作業内容 1 ▸
情勢についての本文から、「日本版のヘルス・プロモーショ」から「情勢の最初にあげておきます。」までを一字一句そのまま書き写してください。
作業内容 2 ▸
情勢についての本文の最後の文のあとから、続きを書き進めてください。

本文 ▸
···
私たちをめぐる情勢
全国的な情勢は2024年2月の全日本民医連第46回総会運動方針にゆずり、ここでは山口県に限定して述べます。しかし、その前に全国情勢に関して一つだけ重要なことを付け加えておきます。
日本版のヘルス・プロモーションである「健康日本21」(第2次、2013-2023)について厚生労働省最終報告書が発表されました。「健康日本21」(第2次)は寿命の伸びより健康寿命の伸びが長かったことを最大の成果としました。大事なのはそれに対する東北大の辻一郎さんの評価です。辻さんは東北大学名誉教授、「健康寿命」の概念の提唱者として有名で、「健康日本21」の第1次から第3次までの策定専門委員長です。その辻さんが要旨【健康寿命の伸びは過去の遺産によるものでしかない。むしろ「メタボリック・シンドローム」の概念提唱、それに基づく住民指導などの様々な施策にも拘らず、肝心の生活習慣指標の多くが悪化したに驚きを隠せず、危機感を持つべきだ】としたことです。国民の生活習慣の悪化の原因は貧困・格差増大・雇用不安定であり、今後国民の健康悪化が顕在化することはほぼ確実だということです。そういう国民の健康の危機の現実化を情勢の最初にあげておきます。
···
収集データ ▸
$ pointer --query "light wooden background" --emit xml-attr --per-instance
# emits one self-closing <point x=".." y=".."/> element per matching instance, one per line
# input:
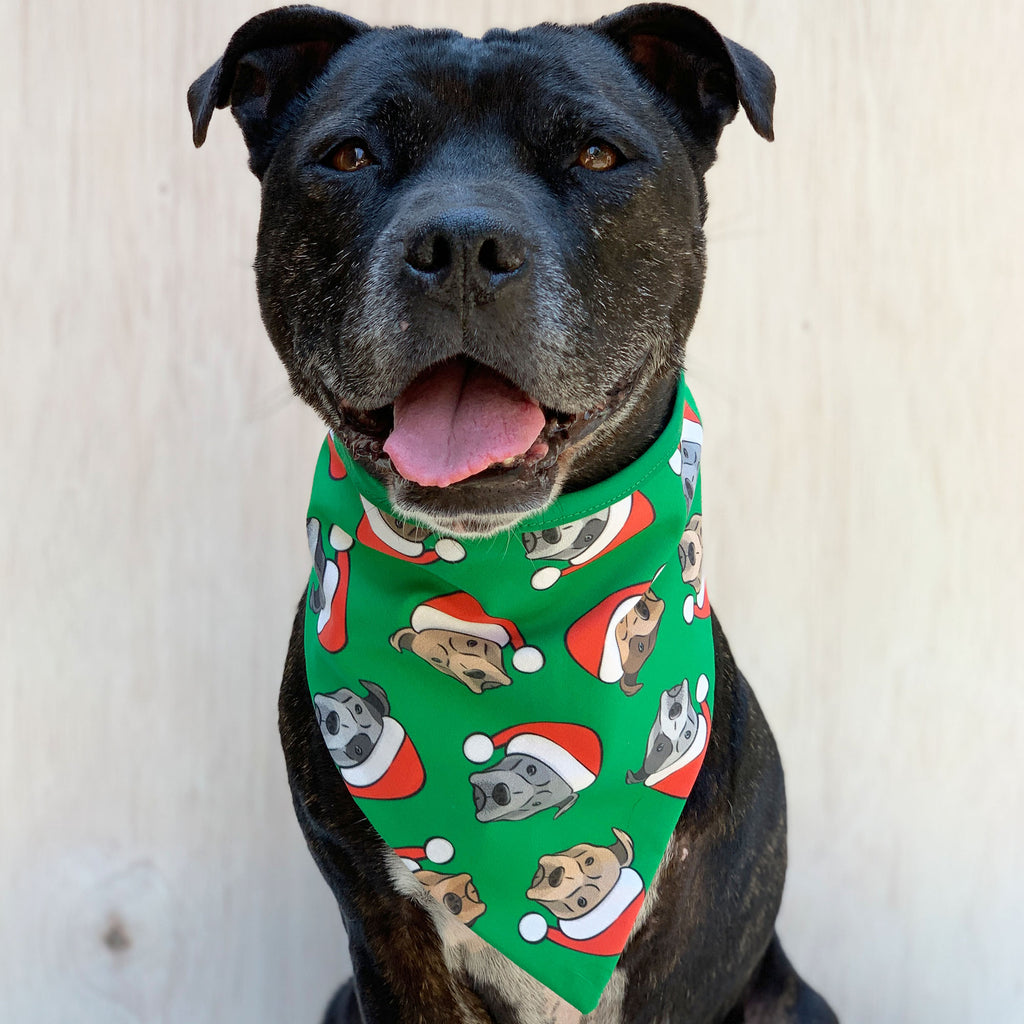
···
作業結果 1 ▸
日本版のヘルス・プロモーションである「健康日本21」(第2次、2013-2023)について厚生労働省最終報告書が発表されました。「健康日本21」(第2次)は寿命の伸びより健康寿命の伸びが長かったことを最大の成果としました。大事なのはそれに対する東北大の辻一郎さんの評価です。辻さんは東北大学名誉教授、「健康寿命」の概念の提唱者として有名で、「健康日本21」の第1次から第3次までの策定専門委員長です。その辻さんが要旨【健康寿命の伸びは過去の遺産によるものでしかない。むしろ「メタボリック・シンドローム」の概念提唱、それに基づく住民指導などの様々な施策にも拘らず、肝心の生活習慣指標の多くが悪化したに驚きを隠せず、危機感を持つべきだ】としたことです。国民の生活習慣の悪化の原因は貧困・格差増大・雇用不安定であり、今後国民の健康悪化が顕在化することはほぼ確実だということです。そういう国民の健康の危機の現実化を情勢の最初にあげておきます。

作業結果 2 ▸
山口県における情勢の第一の特徴は山口県の人口急減が続いていることです。1995年155万人(全国の1.5%)だったのが、2024年3月1日時点で129万人(全国の1%)になっています。減少率は中国5県中最大で、20年後には100万人を割り込むことが予想されています。2030年頃からは全国に先駆けて後期高齢者割合が23%前半から緩やかな減少を見せ始めます。そこで介護需要の上限は見えてきますが、サービス供給はさらに危機的になると思えます。
産業面では、第1次産業、第3次産業の比率が全国と比べて低く、第2次産業として瀬戸内海沿岸に集中した石油・石炭他の天然資源を大量に消費する素材製造のみが突出しています。第3次産業は人口減にそって衰退傾向ですが、その中をみると医療・介護の占める比率が対全国シェアでも1.3%と相対的に大きくなっています。それを推進している病院チェーンや大規模介護事業者の地域経済への影響力は今後も大きくなると思えます。
山口県の食料自給率は減少を続けており2020年にはカロリーベースで24%と史上最低となりました。最も食料自給率が高かった2008年35%と比べると7割までに減っています。人口規模が同じ滋賀、沖縄、長崎、愛媛4県と比較しても最下位で、首位の滋賀県の47%の半分です。(2020年の日本全体の食料自給率は37%。アメリカ132%、フランス125%、ドイツ86%、イギリス65%、イタリア60%)
環境破壊力の大きな素材工業に特化しながら、農業を疎かにしてきたため、未来の展望を欠き脆弱になっている山口県像がおのずと明らかになります。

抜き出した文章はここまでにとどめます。